• [Directions] Return, word for word, the records from their first line through the line that contains "Outlines of the", including both ends.

• [The records]
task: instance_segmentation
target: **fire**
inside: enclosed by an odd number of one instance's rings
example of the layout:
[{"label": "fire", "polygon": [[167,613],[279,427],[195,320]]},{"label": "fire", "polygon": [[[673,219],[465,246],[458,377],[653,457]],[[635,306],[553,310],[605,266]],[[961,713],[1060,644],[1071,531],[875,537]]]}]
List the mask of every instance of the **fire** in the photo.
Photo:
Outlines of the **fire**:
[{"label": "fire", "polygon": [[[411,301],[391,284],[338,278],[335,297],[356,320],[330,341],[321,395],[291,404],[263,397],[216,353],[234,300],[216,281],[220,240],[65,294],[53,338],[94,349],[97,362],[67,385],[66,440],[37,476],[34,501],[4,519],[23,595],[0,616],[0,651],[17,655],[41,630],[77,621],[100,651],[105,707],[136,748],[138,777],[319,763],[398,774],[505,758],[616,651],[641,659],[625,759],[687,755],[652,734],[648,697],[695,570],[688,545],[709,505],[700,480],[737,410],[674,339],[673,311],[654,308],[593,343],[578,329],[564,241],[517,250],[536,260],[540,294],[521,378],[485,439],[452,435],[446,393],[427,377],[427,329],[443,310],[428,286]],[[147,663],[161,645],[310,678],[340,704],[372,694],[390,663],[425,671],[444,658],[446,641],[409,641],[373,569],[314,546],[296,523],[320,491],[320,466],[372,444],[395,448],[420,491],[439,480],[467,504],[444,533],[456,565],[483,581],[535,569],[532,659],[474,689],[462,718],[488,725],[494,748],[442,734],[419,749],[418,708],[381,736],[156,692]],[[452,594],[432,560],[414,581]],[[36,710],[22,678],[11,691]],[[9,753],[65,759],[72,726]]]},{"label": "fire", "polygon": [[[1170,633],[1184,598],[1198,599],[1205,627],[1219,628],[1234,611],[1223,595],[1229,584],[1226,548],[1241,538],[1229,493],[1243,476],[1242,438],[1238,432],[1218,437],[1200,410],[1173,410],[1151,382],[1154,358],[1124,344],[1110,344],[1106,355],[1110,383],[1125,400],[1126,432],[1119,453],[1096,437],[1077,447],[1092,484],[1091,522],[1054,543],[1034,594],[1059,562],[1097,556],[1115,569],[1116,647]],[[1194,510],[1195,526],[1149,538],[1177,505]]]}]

• [Answer for this exercise]
task: instance_segmentation
target: **fire**
inside: enclosed by an odd number of one instance's rings
example of the layout:
[{"label": "fire", "polygon": [[167,613],[279,427],[195,320]]},{"label": "fire", "polygon": [[[673,219],[465,246],[458,377],[653,457]],[[635,306],[553,310],[605,266]],[[961,713],[1060,644],[1071,531],[875,537]]]}]
List the mask of every instance of the **fire** in the photo.
Photo:
Outlines of the **fire**:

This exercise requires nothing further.